Task to complete.
Reproduce the listing below, swapping "picture" for "image" wherever it occurs and leaving everything else unchanged.

Dataset rows
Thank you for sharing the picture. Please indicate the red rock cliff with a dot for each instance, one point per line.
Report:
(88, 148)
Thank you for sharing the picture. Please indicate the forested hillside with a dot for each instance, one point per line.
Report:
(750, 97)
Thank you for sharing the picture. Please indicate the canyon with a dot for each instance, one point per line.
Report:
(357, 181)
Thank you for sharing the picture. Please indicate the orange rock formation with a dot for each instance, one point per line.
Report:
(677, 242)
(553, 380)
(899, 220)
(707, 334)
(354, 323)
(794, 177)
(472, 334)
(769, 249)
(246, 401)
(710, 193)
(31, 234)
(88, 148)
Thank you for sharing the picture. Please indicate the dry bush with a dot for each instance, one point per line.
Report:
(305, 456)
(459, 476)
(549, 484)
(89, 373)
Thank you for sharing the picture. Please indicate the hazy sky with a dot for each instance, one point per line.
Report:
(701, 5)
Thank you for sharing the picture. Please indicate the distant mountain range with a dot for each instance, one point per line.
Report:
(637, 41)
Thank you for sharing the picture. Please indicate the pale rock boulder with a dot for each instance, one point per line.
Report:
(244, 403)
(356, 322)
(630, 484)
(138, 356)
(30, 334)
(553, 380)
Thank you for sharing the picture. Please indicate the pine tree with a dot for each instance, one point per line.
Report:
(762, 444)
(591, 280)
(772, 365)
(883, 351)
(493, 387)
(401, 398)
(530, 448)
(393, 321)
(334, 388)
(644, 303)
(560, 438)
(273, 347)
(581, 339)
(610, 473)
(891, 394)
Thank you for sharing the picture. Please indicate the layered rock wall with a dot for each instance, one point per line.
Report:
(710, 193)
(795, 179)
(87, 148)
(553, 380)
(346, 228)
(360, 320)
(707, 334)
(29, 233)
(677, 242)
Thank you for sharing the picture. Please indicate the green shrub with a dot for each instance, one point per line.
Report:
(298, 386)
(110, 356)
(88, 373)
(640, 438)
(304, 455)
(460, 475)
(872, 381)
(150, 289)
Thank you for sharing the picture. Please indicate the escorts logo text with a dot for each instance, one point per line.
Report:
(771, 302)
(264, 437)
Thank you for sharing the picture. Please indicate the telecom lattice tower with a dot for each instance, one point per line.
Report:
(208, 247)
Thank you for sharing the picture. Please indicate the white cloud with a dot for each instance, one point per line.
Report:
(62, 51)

Response to this exercise.
Thank you for sharing the image. Please indicate the red rock cliff with a dot for each instance, one point per line.
Report:
(88, 148)
Thank you for sharing the image. Please indicate the forested hillside with a dot for each instance, one point per line.
Report:
(750, 97)
Thank you for sharing the image. Please indicate the canyon with a dot for each instance, one point per line.
Report:
(357, 181)
Thank you for sharing the image. Please indicate the orange rock formation with a dot for each instance, one point per line.
Report:
(677, 242)
(553, 380)
(899, 220)
(707, 334)
(354, 323)
(794, 177)
(472, 334)
(769, 249)
(246, 401)
(710, 193)
(31, 234)
(88, 148)
Thank you for sharing the image. Please indicate the dry bush with a dot for each instance, one point per line.
Report:
(305, 456)
(459, 476)
(549, 484)
(89, 373)
Thank you for sharing the image. Please indicate the hazy sky with a dot for each instance, one point per line.
Report:
(701, 5)
Thank you for sharing the image. Please indicate the distant mountain range with a dot for each instance, one point per line.
Report:
(637, 41)
Thank you for sharing the image. Please indicate the pale rock boulder with a dot for each instance, one point per line.
Report:
(244, 403)
(356, 322)
(630, 484)
(138, 356)
(30, 334)
(553, 380)
Thank you for sharing the image. Please indicate the pine tree with a dot for each instance, one point per line.
Report:
(762, 444)
(591, 280)
(772, 365)
(883, 351)
(493, 387)
(401, 398)
(530, 448)
(393, 321)
(334, 388)
(644, 303)
(560, 438)
(273, 347)
(581, 339)
(610, 473)
(891, 394)
Thank you for sharing the image. Please indicate the layered rock wall with a dot for each instance, one point per line.
Report:
(710, 193)
(795, 179)
(87, 148)
(553, 380)
(346, 228)
(360, 320)
(707, 334)
(29, 233)
(677, 242)
Thank you for sharing the image. Please indicate the green shrub with a dot for each instance, one point per line.
Report:
(298, 386)
(110, 356)
(88, 373)
(640, 438)
(304, 455)
(460, 475)
(872, 381)
(150, 289)
Thank you for sharing the image. Please indicate the escorts logo text with a dot for each instance, one point per line.
Report:
(771, 302)
(264, 437)
Thank you for sharing the image. Please indicate the telecom lattice tower with a dot for each instance, one point per line.
Report:
(208, 247)
Thank you for sharing the image. Please indicate the white cloud with a dot for each instance, one point per line.
Report:
(62, 51)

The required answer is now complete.